▶ Your task
The entries that follow should be repeated exactly, with no pictures kept.

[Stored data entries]
----

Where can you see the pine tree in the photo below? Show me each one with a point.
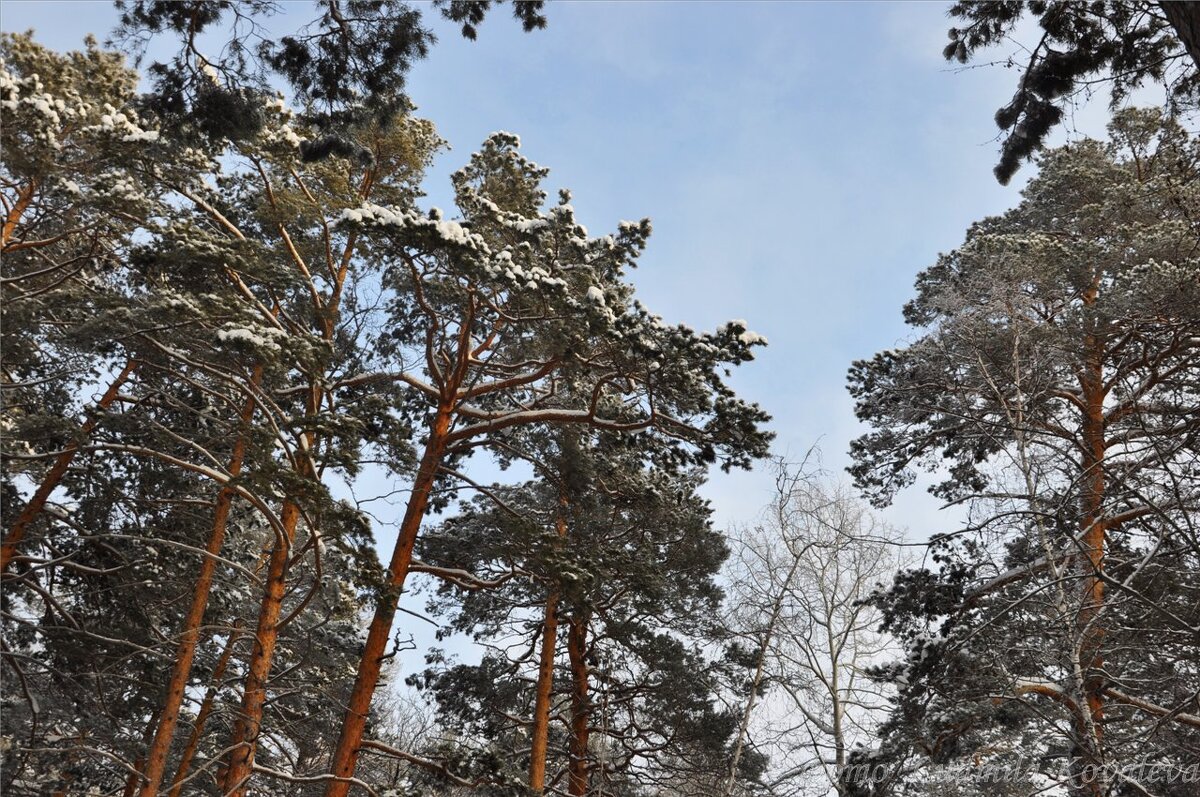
(1054, 388)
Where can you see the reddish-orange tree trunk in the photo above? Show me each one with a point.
(54, 475)
(371, 664)
(160, 748)
(18, 209)
(543, 695)
(202, 717)
(1093, 527)
(250, 718)
(576, 651)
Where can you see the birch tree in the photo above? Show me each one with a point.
(799, 611)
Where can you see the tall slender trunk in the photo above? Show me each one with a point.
(576, 651)
(160, 748)
(202, 717)
(250, 718)
(54, 475)
(543, 695)
(135, 777)
(371, 664)
(1093, 531)
(546, 672)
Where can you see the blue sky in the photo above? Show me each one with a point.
(801, 161)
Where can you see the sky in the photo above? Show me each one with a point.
(801, 162)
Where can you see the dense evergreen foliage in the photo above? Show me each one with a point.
(239, 354)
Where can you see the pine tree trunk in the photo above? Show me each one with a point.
(54, 475)
(1092, 526)
(576, 651)
(18, 209)
(541, 699)
(202, 717)
(354, 723)
(250, 719)
(546, 673)
(156, 756)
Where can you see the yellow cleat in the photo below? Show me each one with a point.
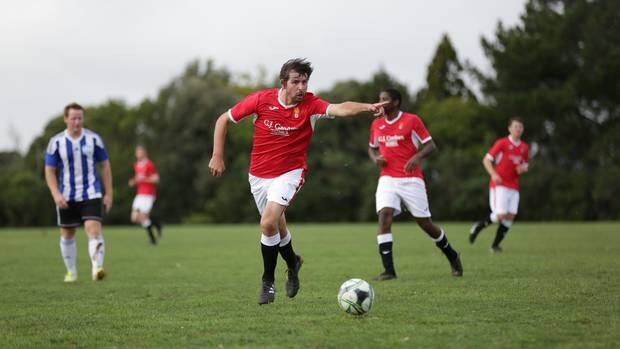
(70, 277)
(98, 274)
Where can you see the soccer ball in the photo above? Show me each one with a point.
(356, 296)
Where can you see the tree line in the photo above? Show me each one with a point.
(558, 69)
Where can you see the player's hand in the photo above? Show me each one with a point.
(412, 164)
(107, 202)
(60, 201)
(216, 166)
(379, 160)
(377, 108)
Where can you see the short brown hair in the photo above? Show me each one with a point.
(299, 65)
(72, 106)
(513, 119)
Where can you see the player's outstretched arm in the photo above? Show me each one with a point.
(216, 164)
(423, 152)
(353, 108)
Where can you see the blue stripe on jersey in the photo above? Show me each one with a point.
(84, 169)
(71, 170)
(61, 181)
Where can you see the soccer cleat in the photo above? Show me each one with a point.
(159, 229)
(98, 274)
(457, 267)
(267, 293)
(70, 277)
(385, 276)
(474, 231)
(292, 278)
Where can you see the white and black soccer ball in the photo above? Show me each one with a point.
(356, 296)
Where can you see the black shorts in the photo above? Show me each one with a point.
(78, 212)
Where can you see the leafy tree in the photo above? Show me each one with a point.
(559, 69)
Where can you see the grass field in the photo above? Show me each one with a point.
(555, 285)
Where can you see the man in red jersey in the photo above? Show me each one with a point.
(145, 179)
(283, 127)
(510, 155)
(398, 143)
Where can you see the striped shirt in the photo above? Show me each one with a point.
(76, 159)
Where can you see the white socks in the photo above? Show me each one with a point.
(383, 238)
(96, 250)
(270, 240)
(68, 251)
(286, 239)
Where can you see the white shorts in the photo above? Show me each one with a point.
(411, 190)
(280, 190)
(504, 200)
(143, 203)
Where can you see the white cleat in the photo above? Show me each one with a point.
(70, 277)
(98, 274)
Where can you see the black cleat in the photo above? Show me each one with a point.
(292, 278)
(496, 249)
(457, 267)
(475, 230)
(159, 229)
(385, 276)
(267, 293)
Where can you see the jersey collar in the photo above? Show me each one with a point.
(68, 136)
(400, 113)
(281, 103)
(515, 143)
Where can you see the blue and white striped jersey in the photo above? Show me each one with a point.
(76, 159)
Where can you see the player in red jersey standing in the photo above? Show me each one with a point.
(398, 143)
(145, 180)
(283, 127)
(510, 155)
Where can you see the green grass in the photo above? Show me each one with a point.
(556, 285)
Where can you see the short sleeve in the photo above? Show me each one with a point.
(495, 149)
(319, 107)
(372, 142)
(152, 170)
(52, 156)
(245, 107)
(100, 152)
(419, 130)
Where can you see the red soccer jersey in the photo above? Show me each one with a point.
(144, 169)
(398, 141)
(281, 133)
(507, 155)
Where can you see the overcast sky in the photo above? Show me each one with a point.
(56, 51)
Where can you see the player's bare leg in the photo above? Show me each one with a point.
(384, 239)
(293, 260)
(96, 248)
(68, 251)
(270, 247)
(441, 241)
(505, 222)
(143, 219)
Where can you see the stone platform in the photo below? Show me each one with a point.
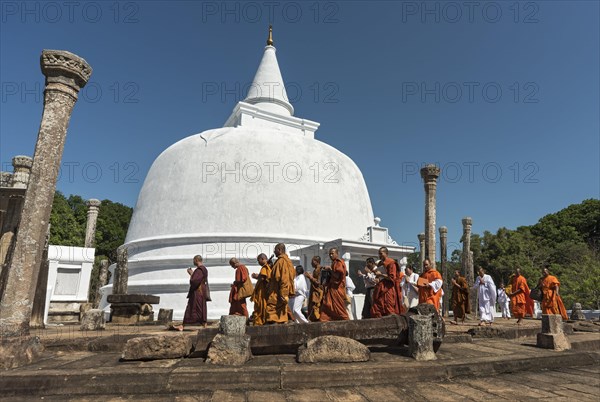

----

▶ Solved exercise
Where can you see the pine tree in the photo below? Show me each one with a point.
(1054, 388)
Where can you see the reddish-orange tree trunk in the photo above? Show me each one with a point.
(54, 475)
(371, 664)
(160, 748)
(18, 209)
(543, 695)
(202, 717)
(1093, 527)
(250, 718)
(576, 651)
Where can you see the birch tree in the photo above? Show me each one with a point.
(799, 611)
Where can you see the tall slender trunk in the photo above? Show me each one with a point.
(576, 651)
(160, 748)
(202, 717)
(250, 718)
(54, 475)
(543, 695)
(135, 777)
(371, 664)
(1093, 531)
(546, 672)
Where can you see the blue sky in the photo above? Show me each one with a point.
(801, 161)
Where can you see the sky in the photo above? Show me each one with a point.
(801, 162)
Where can you see the dense evergreen foliage in the photo above? Show me each one with a point.
(239, 354)
Where can you see the pine tree trunk in the photo above? Show me each one with a point.
(54, 475)
(1092, 526)
(576, 651)
(18, 209)
(541, 699)
(202, 717)
(354, 723)
(250, 719)
(546, 673)
(156, 756)
Where can you see the yellow cleat in the photo below? Show me each one with a point.
(70, 277)
(98, 274)
Where can you see the soccer ball in the photo above? Show me each one with a point.
(356, 296)
Where can you see the tree line in the photo above? Show me each one with a point.
(558, 69)
Where can you see the player's hand in the photo above? Show me each one with a point.
(412, 164)
(107, 202)
(60, 201)
(216, 166)
(379, 160)
(377, 108)
Where can you see the short brown hair in the photo above? Show me each one with a point.
(299, 65)
(72, 106)
(513, 119)
Where can you see the player's outstretched arm in the photo above? Show me each one with a point.
(216, 164)
(423, 152)
(353, 108)
Where can you see the blue stripe on jersey in the photo above? Show me each one with a point.
(84, 169)
(71, 170)
(61, 181)
Where can you see the soccer cleat in the photo above? Show me each one with a point.
(159, 229)
(98, 274)
(457, 267)
(267, 293)
(70, 277)
(385, 276)
(474, 231)
(292, 278)
Where can you see the white and black soccer ball in the photo above? Show me each one with a point.
(356, 296)
Where can you see the black shorts in the photo above? Show me each one with a point.
(78, 212)
Where can you see the leafy tree in the photo above? Show me each one with a point.
(559, 69)
Where can you see the grass field in the photo above? Show me each one with a point.
(555, 285)
Where can you see the man in red jersey in the photo above? Show me each one with a point.
(145, 179)
(283, 127)
(510, 155)
(398, 143)
Where can you see the striped shirt in the photo above? Show me each one with a point.
(76, 159)
Where can you see the white socks in the photo above? Show me each one with a point.
(383, 238)
(96, 250)
(270, 240)
(68, 251)
(286, 239)
Where can you see the white shorts in the photo above? Show me each one with a point.
(411, 190)
(280, 190)
(504, 200)
(143, 203)
Where can you see the white cleat in the photo above? Show me each one with a point.
(70, 277)
(98, 274)
Where can you see the black cleat in the photo above? Show me each one with a point.
(292, 278)
(496, 249)
(457, 267)
(475, 230)
(159, 229)
(385, 276)
(267, 293)
Where can you see the jersey collar in the photo above? Show me each one with a point.
(68, 136)
(400, 113)
(281, 103)
(515, 143)
Where can you see the blue and white striped jersey in the photo above? Show me each one with a point.
(76, 159)
Where can you see the player in red jersey standing in the photo above? Show me each one with a point.
(398, 143)
(145, 180)
(283, 127)
(510, 155)
Where can you see the green grass in the photo above? Show me each one with a point.
(556, 285)
Where can you see the short sleeve in the photo above? Show me each one with a point.
(495, 149)
(319, 107)
(372, 142)
(152, 170)
(52, 156)
(245, 107)
(100, 152)
(419, 130)
Where can you see the red soccer jersey in the photo above? Show me each one with a point.
(144, 169)
(398, 141)
(281, 133)
(507, 155)
Where can you see the overcast sky in the photo above? Show me each one with a point.
(56, 51)
Where can you see the player's bare leg in the photo above? Show me each one with a point.
(384, 239)
(293, 260)
(96, 248)
(68, 251)
(270, 247)
(441, 241)
(505, 222)
(143, 219)
Where can you see the stone platform in the photo below? Show me each one with a point.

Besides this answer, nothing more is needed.